**Exercise requirements**
Word for word, return every record that follows.

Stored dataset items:
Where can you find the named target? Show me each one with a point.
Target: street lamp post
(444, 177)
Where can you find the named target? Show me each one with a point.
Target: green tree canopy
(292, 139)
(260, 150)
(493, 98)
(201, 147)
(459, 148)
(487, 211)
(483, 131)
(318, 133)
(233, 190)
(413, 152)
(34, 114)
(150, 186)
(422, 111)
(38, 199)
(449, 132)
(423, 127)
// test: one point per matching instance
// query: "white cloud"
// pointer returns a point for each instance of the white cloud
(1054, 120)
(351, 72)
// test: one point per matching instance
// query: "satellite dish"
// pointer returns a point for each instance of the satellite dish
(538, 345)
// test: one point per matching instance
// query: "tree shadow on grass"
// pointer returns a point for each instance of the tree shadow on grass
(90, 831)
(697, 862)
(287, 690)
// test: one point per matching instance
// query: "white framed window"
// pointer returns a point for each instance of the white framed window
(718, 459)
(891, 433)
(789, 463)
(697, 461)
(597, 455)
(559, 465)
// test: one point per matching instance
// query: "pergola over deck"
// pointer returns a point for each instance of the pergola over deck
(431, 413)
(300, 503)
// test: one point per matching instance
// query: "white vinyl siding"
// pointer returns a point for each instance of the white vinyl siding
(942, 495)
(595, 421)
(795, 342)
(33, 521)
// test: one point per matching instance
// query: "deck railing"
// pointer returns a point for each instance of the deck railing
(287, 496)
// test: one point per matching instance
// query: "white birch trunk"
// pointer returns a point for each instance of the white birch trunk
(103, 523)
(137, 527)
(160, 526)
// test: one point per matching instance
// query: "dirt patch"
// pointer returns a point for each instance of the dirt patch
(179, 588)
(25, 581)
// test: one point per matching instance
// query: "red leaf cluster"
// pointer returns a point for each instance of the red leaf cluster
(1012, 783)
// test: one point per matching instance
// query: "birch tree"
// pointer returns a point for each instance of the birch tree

**Task output**
Where can you find the named target? Show me each one with a point.
Target: street lamp post
(444, 177)
Where can you find the named target? Show me each one with a point.
Target: green tree canopy
(292, 139)
(260, 150)
(493, 98)
(201, 147)
(459, 148)
(487, 211)
(483, 131)
(318, 133)
(233, 190)
(413, 152)
(34, 114)
(150, 186)
(422, 111)
(38, 199)
(449, 132)
(423, 127)
// test: one point per matching instance
// query: "white cloud"
// pointer returns a point for each instance of the white cloud
(1054, 120)
(351, 72)
// test: one point per matching instance
// query: "satellite dish"
// pointer returns a point for each instance of the satellite dish
(538, 345)
// test: one point per matching instance
// query: "tree shadow on grass"
// pointer returns a point for each instance of the tree shadow on grass
(90, 831)
(697, 862)
(287, 690)
// test: one point per matching instance
// query: "white framed window"
// pointer returns a point for each instance of the white framed window
(718, 459)
(891, 433)
(789, 463)
(697, 461)
(597, 455)
(559, 465)
// test: one point per matching instance
// query: "pergola over deck"
// pointer returns a point for each instance of the pergola over deck
(431, 413)
(300, 503)
// test: one point per matching instance
// query: "white vinyl siding"
// pointer returns a point for each instance of the white vinyl siding
(942, 495)
(595, 421)
(795, 342)
(33, 521)
// test: one point per matching instance
// query: "deck railing"
// pointer returns a point for each instance of the deck railing
(287, 496)
// test: one point per matching instance
// query: "white birch trunk"
// pointer returns a point for each instance of the white birch trunk
(103, 523)
(137, 527)
(160, 526)
// test: one point per matching instance
// query: "dirt patch"
// pointer returns a point for each instance of the dirt patch
(179, 588)
(25, 581)
// test: one point per matching instance
// query: "red leaf cluster"
// pointer returns a point for each instance of the red leaf cluster
(1012, 783)
// test: one point per matching instance
// query: "birch tree"
// pointer returns a point for each instance of the birch tree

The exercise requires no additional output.